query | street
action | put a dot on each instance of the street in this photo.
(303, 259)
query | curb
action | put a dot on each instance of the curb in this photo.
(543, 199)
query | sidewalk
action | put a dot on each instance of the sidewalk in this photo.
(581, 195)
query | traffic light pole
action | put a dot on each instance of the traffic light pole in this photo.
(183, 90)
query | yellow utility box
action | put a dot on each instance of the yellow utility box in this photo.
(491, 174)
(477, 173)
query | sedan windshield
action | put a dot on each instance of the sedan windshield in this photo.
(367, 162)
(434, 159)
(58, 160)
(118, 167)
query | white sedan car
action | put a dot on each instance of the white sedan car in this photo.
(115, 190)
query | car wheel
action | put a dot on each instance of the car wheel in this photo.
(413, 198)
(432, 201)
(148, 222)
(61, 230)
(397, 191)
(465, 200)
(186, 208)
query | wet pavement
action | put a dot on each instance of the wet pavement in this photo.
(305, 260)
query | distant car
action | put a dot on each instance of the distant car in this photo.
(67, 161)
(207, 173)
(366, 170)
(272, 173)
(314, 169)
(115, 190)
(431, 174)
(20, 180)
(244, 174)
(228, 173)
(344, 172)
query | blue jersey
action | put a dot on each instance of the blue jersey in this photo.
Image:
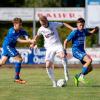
(12, 36)
(10, 41)
(78, 38)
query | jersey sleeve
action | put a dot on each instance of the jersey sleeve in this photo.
(57, 24)
(86, 32)
(71, 35)
(25, 34)
(39, 32)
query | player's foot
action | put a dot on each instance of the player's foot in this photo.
(82, 80)
(76, 79)
(20, 81)
(54, 84)
(66, 78)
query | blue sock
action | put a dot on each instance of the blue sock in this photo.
(84, 70)
(17, 70)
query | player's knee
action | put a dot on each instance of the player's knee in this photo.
(89, 61)
(19, 59)
(48, 64)
(2, 62)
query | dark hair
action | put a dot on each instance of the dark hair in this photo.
(42, 18)
(17, 20)
(80, 20)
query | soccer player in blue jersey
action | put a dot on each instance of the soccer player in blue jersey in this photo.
(9, 44)
(77, 37)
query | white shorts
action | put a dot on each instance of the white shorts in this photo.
(52, 51)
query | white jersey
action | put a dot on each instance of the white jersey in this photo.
(50, 34)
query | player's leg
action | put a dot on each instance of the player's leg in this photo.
(79, 55)
(18, 62)
(3, 60)
(49, 66)
(85, 69)
(90, 67)
(64, 63)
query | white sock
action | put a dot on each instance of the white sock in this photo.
(50, 72)
(64, 62)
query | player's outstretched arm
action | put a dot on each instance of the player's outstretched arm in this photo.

Your objective
Return only the lines from the beginning of the material up to and including the line with "query | blue jersey", exactly as written.

Result for this exercise
query | street
action | put a dot on each instance of the street in this photo.
(303, 259)
query | curb
action | put a dot on each instance of the curb in this photo.
(543, 199)
query | sidewalk
action | put a dot on each instance of the sidewalk in this photo.
(581, 195)
query | traffic light pole
action | put a dot on each instance of the traffic light pole in this photo.
(183, 90)
query | yellow utility box
action | put a dot on each instance of the yellow utility box in this photo.
(491, 174)
(477, 173)
query | sedan windshield
action | put a dot on each instance of the sedan windshield in this photo.
(367, 162)
(434, 159)
(58, 160)
(118, 167)
query | white sedan car
action | put a dot on each instance of the white sedan car in this photo.
(115, 190)
query | car wheel
action | put a dot on each instance of the car wheel in this photo.
(413, 198)
(432, 201)
(148, 222)
(61, 230)
(397, 191)
(465, 200)
(186, 208)
query | wet pavement
action | put a dot on each instance of the wet pavement in this photo.
(305, 260)
query | distant car
action | put a dot on each instance of the distant car in this photo.
(67, 161)
(207, 173)
(366, 170)
(272, 173)
(314, 169)
(115, 190)
(431, 174)
(20, 180)
(244, 174)
(228, 173)
(344, 172)
query | blue jersey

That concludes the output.